» Input rows:
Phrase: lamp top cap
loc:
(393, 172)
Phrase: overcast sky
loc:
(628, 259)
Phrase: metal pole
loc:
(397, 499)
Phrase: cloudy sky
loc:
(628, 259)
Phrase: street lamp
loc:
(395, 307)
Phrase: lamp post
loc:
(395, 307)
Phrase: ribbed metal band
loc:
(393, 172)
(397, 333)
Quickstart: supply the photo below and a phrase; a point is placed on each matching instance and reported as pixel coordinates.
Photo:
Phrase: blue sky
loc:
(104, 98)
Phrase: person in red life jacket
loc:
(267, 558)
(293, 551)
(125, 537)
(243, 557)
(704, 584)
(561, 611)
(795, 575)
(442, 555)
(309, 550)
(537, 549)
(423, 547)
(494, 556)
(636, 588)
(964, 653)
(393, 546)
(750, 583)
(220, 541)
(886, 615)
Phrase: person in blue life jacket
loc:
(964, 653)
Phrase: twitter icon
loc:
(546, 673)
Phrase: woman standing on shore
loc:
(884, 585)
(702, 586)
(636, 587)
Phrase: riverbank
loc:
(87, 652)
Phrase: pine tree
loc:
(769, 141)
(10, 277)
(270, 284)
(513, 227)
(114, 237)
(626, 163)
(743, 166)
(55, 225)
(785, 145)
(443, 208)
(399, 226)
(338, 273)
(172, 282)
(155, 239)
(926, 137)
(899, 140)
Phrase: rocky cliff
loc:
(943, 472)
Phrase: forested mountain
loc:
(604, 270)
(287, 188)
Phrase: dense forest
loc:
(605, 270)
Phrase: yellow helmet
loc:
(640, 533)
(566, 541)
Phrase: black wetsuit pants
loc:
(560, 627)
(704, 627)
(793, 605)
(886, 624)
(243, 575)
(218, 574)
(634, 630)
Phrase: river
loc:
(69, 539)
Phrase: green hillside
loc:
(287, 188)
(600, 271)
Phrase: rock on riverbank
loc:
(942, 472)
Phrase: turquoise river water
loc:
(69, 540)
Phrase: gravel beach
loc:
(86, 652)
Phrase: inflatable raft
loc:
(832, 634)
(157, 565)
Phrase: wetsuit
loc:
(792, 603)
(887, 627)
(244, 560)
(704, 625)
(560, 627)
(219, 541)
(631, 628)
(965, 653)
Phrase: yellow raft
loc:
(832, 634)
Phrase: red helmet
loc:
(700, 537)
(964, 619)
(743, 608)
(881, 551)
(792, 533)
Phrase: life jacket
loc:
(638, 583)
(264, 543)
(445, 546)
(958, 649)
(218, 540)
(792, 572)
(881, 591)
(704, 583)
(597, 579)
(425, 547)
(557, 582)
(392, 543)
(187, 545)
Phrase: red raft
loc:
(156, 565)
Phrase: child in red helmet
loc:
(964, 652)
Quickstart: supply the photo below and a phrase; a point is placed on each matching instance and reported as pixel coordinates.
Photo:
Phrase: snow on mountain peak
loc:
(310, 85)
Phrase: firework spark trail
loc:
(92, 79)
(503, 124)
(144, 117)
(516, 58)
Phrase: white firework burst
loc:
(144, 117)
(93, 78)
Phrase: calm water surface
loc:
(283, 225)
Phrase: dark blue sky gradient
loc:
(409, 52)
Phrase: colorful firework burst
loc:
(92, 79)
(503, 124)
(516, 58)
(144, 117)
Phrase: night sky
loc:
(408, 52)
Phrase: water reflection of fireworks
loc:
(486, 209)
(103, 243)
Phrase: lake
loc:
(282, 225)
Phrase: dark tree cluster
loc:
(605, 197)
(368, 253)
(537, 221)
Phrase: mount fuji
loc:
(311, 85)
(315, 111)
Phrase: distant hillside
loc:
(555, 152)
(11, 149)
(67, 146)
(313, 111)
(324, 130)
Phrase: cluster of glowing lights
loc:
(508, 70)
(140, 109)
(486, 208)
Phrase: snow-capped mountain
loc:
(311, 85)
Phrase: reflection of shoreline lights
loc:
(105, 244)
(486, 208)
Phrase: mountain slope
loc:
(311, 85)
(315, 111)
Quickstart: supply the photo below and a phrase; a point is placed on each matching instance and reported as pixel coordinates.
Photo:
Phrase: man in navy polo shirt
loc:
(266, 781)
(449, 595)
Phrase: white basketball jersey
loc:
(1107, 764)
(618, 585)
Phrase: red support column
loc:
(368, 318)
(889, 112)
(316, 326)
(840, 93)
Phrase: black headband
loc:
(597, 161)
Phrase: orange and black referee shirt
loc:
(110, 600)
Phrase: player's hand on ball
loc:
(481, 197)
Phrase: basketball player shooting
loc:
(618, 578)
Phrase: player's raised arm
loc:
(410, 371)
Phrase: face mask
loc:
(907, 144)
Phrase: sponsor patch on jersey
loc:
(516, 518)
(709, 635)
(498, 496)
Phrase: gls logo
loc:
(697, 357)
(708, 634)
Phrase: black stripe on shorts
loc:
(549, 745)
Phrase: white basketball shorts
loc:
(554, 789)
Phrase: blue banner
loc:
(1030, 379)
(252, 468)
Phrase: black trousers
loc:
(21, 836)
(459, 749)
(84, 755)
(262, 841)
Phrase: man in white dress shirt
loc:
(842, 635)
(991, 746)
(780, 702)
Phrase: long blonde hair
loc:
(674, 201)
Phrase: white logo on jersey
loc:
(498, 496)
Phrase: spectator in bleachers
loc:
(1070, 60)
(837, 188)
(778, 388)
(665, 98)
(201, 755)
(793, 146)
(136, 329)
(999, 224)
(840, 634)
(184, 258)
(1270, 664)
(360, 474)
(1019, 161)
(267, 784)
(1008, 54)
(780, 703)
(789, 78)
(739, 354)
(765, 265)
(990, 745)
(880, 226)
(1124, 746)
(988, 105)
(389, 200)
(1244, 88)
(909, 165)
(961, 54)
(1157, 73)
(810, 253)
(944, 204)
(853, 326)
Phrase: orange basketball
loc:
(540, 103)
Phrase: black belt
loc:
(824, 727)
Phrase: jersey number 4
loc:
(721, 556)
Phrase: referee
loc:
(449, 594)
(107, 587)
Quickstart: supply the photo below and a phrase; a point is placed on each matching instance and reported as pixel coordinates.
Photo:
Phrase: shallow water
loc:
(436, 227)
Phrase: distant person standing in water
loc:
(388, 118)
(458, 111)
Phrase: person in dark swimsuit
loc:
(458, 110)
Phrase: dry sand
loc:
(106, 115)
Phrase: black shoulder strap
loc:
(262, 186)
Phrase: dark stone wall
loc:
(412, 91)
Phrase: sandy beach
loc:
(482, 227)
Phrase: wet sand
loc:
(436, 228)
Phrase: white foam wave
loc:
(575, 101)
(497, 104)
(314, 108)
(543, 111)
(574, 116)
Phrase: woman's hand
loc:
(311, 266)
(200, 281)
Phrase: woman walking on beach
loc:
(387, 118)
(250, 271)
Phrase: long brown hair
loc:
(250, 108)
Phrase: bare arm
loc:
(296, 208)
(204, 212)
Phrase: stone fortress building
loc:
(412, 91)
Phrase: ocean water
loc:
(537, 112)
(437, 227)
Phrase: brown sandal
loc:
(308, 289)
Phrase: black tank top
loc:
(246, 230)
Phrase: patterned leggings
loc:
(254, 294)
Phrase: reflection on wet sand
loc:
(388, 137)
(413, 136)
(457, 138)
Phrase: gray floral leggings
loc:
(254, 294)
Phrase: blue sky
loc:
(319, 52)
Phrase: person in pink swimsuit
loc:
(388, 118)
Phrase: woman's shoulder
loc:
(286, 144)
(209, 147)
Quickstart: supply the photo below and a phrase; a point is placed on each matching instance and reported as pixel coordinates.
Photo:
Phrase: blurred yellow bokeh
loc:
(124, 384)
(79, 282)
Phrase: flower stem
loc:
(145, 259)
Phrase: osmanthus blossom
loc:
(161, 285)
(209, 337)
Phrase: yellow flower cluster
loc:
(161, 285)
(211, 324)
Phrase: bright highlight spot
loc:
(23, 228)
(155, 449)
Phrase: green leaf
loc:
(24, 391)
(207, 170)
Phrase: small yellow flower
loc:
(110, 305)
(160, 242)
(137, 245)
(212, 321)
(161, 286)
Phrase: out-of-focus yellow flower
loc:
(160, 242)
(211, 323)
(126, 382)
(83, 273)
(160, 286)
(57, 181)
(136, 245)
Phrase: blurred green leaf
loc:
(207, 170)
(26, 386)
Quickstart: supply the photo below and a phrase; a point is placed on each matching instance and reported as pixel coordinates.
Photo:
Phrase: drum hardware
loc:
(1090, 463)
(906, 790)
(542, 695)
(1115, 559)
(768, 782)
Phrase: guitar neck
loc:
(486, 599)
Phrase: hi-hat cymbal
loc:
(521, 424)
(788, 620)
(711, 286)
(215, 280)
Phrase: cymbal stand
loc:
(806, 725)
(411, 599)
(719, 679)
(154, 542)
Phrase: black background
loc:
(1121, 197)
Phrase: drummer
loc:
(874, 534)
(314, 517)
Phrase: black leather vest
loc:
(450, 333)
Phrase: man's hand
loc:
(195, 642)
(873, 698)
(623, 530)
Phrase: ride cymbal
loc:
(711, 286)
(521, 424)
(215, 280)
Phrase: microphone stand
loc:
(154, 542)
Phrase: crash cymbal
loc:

» The exercise: From the line holding "Phrase: guitar neck" down to the final line above, quote every line exactly and only those lines.

» Response below:
Phrase: guitar neck
loc:
(486, 599)
Phrase: hi-hat cymbal
loc:
(521, 424)
(788, 620)
(711, 286)
(215, 280)
Phrase: cymbal stand
loc:
(806, 725)
(411, 599)
(719, 679)
(154, 542)
Phrase: black background
loc:
(1121, 197)
Phrase: drummer
loc:
(874, 534)
(314, 517)
Phrase: black leather vest
loc:
(450, 333)
Phrase: man's hand
loc:
(195, 642)
(873, 698)
(623, 530)
Phrase: ride cymbal
loc:
(711, 286)
(521, 424)
(215, 280)
Phrase: microphone stand
loc:
(154, 542)
Phrase: crash cymbal
loc:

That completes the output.